WHAT TO PRODUCE: Tally the lines below that contain the word "bird". Only the number should be returned.

TASK DATA:
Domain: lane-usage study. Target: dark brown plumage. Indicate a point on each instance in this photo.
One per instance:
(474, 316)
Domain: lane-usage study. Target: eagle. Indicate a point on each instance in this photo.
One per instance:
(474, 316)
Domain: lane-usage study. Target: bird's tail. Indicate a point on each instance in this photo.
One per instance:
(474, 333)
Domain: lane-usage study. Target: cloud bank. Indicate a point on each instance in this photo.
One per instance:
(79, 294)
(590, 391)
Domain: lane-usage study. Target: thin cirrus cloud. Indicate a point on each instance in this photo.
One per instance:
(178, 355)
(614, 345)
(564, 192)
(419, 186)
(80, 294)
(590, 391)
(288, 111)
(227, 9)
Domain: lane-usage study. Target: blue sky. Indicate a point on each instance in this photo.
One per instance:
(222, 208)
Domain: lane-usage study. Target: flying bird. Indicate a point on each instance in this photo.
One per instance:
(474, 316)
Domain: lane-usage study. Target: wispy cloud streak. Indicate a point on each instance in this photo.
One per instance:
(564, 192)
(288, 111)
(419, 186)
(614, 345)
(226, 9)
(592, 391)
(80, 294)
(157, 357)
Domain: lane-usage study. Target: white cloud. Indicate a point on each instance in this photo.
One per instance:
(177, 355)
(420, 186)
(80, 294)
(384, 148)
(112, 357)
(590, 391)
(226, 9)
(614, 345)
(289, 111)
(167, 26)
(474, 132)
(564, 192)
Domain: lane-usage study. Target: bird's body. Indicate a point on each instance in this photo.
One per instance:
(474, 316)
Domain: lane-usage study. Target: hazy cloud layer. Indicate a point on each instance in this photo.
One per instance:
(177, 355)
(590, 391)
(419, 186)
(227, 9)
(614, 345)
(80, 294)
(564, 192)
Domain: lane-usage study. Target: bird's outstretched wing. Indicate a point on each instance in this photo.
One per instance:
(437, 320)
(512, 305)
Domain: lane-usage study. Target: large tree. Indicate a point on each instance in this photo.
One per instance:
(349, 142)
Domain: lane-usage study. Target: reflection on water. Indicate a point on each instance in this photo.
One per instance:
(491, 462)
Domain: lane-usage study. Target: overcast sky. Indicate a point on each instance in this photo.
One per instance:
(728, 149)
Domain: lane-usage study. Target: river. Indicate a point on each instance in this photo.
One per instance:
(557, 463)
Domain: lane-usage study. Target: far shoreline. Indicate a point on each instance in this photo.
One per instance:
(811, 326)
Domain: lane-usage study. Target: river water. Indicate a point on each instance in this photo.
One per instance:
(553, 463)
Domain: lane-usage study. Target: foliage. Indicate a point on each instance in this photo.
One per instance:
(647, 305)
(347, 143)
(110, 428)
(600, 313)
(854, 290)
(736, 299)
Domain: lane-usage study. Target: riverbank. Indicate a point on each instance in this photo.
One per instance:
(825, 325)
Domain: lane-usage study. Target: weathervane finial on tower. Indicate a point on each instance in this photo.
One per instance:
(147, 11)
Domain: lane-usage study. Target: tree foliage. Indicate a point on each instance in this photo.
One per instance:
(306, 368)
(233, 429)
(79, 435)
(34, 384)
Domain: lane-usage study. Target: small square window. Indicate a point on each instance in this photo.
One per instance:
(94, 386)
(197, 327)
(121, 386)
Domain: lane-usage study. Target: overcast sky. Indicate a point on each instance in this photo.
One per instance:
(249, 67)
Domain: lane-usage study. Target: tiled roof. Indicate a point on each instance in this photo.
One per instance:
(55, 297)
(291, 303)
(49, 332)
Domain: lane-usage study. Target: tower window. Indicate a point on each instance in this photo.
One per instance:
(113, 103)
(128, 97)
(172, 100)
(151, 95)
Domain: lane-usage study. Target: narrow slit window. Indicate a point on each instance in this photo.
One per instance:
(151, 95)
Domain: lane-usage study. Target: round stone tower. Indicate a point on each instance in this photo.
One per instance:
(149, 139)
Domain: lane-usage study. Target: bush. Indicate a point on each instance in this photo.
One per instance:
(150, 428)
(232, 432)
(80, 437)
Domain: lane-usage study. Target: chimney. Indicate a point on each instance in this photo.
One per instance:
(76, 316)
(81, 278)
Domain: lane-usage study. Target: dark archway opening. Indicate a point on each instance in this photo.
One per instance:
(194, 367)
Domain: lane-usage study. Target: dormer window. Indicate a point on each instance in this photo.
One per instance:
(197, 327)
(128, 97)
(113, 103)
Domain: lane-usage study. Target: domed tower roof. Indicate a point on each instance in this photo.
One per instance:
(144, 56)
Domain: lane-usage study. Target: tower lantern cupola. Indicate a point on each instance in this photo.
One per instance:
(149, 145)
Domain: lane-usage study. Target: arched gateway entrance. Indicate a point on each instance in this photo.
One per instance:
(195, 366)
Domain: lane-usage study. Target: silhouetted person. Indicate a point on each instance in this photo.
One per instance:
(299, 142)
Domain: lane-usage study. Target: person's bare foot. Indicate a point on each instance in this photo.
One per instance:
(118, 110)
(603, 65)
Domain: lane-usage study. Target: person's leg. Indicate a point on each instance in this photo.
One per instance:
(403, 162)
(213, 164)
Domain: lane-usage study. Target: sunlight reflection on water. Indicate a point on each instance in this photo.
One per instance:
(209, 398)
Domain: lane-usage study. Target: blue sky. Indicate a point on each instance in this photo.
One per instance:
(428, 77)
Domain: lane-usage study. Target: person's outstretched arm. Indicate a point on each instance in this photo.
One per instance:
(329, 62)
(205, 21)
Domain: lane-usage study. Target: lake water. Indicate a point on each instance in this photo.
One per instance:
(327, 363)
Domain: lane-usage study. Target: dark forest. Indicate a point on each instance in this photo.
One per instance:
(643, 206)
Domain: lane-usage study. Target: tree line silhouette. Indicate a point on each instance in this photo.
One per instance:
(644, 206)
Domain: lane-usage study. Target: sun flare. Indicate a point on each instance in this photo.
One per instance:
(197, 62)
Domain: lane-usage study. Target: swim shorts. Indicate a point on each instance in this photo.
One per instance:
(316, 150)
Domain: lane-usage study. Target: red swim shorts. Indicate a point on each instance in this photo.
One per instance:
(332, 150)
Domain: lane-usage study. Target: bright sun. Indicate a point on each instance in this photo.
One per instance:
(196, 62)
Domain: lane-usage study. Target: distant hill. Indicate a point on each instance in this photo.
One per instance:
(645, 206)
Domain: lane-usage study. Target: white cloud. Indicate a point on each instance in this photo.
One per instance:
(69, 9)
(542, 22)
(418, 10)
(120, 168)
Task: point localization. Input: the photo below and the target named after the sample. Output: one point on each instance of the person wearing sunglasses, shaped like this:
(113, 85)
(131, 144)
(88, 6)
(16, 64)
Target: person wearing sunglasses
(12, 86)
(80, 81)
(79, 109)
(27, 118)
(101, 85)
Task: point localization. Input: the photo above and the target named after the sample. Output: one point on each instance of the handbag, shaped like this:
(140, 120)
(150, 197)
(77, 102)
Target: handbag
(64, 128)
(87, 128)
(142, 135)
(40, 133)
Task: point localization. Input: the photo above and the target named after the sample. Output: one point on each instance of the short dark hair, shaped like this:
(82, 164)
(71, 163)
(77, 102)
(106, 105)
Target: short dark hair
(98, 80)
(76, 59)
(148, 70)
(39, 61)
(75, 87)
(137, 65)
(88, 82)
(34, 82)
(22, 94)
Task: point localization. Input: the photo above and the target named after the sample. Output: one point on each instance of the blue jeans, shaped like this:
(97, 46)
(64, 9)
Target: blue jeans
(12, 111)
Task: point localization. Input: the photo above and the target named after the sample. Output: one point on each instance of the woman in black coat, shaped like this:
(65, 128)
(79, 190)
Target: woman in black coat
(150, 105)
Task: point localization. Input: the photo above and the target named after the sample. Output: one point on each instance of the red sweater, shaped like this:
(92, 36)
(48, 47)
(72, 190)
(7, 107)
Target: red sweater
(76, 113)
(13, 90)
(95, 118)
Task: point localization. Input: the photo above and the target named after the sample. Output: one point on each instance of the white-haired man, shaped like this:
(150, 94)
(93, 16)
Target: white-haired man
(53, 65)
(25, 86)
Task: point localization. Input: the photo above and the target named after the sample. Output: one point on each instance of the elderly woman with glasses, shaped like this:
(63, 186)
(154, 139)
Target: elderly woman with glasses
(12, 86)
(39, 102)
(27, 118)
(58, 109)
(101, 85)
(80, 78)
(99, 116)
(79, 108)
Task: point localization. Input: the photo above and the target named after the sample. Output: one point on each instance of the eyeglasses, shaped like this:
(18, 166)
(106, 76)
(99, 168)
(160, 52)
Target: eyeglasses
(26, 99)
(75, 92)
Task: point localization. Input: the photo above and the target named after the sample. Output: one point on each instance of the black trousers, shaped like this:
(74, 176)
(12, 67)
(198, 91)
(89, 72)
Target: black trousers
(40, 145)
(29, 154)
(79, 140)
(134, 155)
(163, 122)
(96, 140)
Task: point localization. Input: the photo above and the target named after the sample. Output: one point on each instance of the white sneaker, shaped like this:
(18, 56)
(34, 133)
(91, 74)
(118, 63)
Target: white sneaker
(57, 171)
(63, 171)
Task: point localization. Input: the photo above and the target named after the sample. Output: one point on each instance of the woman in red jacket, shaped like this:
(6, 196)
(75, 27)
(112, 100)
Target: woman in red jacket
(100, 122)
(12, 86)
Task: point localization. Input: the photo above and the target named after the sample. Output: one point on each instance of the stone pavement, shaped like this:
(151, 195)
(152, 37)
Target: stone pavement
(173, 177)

RESULT BELOW: 4